(AIM OF THE EXERCISE)
Write out precisely the lines beginning with the line that contains "For every instance of the tree line" and ending with the last line of the entries, and no other lines.

(Dataset entries)

——

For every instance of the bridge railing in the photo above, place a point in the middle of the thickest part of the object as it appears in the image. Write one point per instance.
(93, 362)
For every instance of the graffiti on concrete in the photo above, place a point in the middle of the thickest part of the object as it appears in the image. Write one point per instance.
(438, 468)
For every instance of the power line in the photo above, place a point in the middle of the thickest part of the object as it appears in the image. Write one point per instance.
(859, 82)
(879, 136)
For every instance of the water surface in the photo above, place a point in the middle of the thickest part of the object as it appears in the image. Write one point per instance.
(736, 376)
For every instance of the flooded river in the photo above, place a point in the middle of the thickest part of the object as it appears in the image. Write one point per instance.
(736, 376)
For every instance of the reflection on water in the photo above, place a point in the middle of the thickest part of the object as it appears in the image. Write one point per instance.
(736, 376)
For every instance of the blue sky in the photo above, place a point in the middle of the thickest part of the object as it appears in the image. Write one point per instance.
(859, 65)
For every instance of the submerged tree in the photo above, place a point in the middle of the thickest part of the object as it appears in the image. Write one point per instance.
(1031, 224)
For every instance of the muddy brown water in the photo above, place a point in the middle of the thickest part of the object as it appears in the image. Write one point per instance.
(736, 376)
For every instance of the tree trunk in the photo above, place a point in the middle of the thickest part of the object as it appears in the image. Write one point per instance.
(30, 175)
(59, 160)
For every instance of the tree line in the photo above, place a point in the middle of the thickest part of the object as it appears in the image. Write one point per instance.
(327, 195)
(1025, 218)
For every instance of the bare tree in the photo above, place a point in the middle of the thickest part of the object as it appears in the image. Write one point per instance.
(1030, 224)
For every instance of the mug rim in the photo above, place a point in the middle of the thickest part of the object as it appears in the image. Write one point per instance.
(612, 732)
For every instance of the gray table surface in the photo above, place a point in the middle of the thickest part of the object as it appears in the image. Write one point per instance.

——

(RESPONSE)
For every instance of the tree line in the photo above, place a point in the middle of the thickest part of the object as it appears in the image. Write one point per instance.
(327, 195)
(1025, 218)
For every instance of the bare tree in the photo above, place a point in the middle of the thickest part of the object as it appears in the image. Write one point per instance.
(1030, 224)
For every instance of the mug rim in the photo above, place a point in the middle of the thickest part of the object as it appears in the image. Write one point per instance.
(612, 732)
For every instance of the gray table surface in the photo above, place a point in the middle of the thickest part of the object as it appears in the image. Write one point per instance.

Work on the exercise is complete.